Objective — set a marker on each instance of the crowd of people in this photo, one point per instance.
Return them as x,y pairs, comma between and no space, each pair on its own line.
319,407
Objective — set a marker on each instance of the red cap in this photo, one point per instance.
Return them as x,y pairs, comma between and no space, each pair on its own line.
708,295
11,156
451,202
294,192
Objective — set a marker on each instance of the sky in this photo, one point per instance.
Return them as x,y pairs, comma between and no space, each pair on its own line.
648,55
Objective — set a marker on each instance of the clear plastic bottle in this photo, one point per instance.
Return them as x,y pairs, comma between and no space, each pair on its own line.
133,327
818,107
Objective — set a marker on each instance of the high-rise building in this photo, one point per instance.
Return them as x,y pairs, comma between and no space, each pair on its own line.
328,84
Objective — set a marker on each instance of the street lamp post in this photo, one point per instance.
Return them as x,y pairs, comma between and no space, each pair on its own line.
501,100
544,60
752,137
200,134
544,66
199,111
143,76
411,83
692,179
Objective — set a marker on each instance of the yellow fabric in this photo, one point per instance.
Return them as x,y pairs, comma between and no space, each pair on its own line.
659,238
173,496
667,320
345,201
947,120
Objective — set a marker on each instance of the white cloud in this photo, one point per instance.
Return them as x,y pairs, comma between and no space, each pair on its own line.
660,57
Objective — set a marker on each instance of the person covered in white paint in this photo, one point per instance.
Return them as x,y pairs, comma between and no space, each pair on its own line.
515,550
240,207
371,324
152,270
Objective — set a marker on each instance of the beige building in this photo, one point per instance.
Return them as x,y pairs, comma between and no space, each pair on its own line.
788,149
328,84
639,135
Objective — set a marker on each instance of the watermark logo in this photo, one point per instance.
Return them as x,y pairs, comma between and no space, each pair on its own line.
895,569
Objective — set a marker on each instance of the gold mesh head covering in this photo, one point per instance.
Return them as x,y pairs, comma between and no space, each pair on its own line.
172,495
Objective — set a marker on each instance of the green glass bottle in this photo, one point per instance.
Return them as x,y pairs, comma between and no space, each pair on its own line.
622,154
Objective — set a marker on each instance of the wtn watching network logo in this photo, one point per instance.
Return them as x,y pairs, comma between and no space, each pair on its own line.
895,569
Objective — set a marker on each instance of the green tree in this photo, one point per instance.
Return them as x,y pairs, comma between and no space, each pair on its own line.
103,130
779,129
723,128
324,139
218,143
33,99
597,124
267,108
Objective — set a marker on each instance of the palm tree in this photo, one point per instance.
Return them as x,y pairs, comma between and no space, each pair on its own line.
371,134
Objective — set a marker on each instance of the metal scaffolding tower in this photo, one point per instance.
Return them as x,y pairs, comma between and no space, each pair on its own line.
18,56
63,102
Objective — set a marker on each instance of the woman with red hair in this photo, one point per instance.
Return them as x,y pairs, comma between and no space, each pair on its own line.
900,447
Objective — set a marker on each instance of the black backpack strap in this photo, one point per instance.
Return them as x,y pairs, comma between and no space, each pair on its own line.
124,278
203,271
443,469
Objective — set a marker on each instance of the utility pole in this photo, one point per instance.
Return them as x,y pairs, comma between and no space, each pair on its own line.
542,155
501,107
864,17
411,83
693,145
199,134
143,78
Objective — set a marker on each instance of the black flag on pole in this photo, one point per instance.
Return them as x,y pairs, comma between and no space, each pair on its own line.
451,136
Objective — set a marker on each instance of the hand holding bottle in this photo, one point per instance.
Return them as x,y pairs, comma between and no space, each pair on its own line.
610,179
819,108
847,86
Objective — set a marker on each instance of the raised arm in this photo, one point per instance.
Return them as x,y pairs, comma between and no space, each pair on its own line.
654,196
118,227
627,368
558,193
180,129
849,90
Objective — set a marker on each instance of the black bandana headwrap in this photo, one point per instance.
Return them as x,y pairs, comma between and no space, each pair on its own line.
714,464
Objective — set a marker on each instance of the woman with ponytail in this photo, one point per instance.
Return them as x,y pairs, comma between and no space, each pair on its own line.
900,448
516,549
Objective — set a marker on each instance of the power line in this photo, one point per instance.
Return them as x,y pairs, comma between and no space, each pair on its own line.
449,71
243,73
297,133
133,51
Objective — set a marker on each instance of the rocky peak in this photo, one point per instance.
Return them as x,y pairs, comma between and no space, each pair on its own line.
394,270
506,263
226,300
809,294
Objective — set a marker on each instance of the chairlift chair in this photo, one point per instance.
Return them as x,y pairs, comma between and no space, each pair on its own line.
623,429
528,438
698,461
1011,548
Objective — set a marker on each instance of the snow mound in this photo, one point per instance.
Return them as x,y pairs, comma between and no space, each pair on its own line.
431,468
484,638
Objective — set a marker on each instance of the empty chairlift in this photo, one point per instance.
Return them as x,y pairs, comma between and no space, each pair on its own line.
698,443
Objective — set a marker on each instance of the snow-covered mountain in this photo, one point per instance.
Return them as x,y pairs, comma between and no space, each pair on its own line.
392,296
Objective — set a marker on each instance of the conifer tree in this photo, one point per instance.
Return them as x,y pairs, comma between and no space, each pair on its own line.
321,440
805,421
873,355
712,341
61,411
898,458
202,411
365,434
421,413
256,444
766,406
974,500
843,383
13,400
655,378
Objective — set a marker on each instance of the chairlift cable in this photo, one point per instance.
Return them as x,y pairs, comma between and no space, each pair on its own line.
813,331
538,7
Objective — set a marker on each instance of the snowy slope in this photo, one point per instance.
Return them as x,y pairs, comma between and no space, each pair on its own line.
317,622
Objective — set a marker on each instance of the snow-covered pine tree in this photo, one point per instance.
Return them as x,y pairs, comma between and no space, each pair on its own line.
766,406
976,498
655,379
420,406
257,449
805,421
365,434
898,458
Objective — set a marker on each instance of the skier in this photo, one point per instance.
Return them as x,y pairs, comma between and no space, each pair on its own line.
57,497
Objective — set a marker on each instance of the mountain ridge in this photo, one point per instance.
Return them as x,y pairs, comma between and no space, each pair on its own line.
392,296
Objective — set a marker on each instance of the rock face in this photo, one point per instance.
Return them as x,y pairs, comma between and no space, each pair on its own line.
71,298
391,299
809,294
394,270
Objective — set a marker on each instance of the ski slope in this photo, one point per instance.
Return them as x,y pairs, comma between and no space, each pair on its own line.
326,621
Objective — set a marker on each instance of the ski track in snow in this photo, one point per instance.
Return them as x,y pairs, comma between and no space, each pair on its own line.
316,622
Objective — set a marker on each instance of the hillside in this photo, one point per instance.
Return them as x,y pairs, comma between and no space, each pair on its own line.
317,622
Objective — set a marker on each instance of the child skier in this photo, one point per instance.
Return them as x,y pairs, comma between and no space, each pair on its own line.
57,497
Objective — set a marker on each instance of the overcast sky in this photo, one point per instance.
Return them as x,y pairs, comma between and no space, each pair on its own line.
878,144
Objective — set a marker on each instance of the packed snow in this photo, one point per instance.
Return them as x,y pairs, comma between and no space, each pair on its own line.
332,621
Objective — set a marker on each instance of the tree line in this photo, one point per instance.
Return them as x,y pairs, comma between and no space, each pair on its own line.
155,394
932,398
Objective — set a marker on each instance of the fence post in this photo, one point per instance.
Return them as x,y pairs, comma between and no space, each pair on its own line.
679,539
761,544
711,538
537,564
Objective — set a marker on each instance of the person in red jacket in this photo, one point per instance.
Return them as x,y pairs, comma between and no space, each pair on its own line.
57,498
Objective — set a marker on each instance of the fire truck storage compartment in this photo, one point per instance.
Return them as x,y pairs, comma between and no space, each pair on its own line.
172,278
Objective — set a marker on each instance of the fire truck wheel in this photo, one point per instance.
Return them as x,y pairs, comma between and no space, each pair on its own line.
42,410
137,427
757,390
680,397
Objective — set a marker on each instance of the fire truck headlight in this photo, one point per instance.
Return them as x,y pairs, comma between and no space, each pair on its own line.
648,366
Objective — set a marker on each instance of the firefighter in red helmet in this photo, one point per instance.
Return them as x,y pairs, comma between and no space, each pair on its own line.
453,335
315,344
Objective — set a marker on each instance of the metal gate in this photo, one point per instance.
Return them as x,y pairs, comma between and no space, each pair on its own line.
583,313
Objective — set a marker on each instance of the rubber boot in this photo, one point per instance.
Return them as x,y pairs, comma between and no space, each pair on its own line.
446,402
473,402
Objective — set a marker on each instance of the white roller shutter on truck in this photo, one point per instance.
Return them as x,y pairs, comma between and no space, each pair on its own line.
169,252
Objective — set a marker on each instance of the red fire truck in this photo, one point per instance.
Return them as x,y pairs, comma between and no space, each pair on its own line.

..............................

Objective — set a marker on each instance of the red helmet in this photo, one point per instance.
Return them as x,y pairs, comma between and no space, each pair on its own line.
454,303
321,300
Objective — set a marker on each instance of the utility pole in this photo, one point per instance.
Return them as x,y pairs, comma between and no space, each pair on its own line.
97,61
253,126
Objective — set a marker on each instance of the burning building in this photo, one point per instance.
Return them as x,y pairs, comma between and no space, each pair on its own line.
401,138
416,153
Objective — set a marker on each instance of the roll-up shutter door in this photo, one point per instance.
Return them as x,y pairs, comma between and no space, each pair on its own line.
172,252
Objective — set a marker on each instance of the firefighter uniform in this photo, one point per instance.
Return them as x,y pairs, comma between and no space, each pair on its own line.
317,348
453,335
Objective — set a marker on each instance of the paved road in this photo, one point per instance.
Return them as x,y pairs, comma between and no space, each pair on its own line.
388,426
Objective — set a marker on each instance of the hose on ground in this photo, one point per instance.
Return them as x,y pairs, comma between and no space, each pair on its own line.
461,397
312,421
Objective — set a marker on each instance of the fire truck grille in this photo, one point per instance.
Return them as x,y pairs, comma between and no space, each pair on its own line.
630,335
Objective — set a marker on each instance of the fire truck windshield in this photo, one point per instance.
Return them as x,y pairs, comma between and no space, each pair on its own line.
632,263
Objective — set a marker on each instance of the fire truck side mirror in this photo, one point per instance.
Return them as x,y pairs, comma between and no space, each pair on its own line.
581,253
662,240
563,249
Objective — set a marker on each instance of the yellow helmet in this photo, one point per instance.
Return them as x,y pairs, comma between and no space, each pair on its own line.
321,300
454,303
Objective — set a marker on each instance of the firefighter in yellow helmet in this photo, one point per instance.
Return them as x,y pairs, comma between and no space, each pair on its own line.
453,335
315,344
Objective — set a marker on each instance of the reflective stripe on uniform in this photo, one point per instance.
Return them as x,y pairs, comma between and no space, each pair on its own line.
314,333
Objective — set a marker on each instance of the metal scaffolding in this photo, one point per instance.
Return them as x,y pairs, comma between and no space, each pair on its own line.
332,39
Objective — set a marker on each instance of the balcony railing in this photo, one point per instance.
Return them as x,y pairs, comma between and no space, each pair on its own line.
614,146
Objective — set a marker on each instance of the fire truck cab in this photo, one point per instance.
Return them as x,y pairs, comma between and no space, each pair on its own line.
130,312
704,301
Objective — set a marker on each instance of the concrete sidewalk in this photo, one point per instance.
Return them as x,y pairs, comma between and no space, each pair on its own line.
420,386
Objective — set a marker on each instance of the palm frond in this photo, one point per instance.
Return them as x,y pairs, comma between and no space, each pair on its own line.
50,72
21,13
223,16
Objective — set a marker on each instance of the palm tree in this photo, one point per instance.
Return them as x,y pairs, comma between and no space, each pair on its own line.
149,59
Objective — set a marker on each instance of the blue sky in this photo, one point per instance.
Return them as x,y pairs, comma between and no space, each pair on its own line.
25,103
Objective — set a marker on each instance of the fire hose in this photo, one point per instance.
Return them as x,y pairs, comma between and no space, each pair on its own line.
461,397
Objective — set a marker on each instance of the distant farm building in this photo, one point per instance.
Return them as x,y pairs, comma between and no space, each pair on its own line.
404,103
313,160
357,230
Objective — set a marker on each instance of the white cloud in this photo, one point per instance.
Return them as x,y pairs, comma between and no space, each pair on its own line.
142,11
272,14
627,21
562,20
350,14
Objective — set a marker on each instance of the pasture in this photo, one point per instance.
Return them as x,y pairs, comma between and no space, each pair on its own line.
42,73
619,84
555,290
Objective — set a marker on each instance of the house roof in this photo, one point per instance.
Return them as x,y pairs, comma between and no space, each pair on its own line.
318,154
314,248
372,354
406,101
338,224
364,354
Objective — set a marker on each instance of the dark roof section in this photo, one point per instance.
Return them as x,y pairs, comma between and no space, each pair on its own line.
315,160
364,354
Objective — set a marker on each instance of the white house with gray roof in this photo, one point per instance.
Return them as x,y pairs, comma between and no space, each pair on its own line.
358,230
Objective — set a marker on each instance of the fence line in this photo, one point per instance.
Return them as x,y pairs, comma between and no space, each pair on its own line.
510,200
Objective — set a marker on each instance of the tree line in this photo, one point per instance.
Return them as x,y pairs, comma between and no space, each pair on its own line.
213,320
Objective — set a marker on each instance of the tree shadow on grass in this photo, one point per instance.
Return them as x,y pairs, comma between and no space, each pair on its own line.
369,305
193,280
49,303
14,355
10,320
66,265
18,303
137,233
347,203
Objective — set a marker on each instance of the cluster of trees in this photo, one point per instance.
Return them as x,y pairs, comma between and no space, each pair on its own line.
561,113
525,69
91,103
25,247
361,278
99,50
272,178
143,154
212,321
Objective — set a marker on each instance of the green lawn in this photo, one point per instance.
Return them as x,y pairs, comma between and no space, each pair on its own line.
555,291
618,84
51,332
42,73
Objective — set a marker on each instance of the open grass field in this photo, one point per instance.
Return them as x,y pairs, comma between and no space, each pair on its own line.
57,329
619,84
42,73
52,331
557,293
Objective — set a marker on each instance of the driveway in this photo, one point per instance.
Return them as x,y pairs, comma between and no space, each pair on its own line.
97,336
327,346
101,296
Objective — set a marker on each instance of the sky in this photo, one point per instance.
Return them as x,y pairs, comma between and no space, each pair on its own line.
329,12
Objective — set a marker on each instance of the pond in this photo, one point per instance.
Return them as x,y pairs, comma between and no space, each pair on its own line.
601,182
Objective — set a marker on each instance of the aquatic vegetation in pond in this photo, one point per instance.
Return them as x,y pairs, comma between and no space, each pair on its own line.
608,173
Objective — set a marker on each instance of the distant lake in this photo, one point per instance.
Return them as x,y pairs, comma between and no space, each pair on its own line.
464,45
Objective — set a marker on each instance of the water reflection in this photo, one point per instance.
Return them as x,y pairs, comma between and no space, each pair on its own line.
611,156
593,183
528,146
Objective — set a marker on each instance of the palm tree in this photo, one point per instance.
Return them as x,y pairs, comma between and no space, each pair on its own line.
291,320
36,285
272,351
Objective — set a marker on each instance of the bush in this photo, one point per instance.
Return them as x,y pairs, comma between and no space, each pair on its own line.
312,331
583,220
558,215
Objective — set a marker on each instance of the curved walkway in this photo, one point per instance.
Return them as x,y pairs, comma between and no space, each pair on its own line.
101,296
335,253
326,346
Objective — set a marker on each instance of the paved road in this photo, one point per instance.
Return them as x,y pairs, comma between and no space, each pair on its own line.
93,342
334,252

..............................

Goal of the exercise:
Find every line in the records that has the word "post". Copy those lines.

The completed task:
Objective — set a marker on each instance of the street lamp post in this photo, one point per instance.
Objective — set a marker on each instance of the fence post in this photo, one point per instance.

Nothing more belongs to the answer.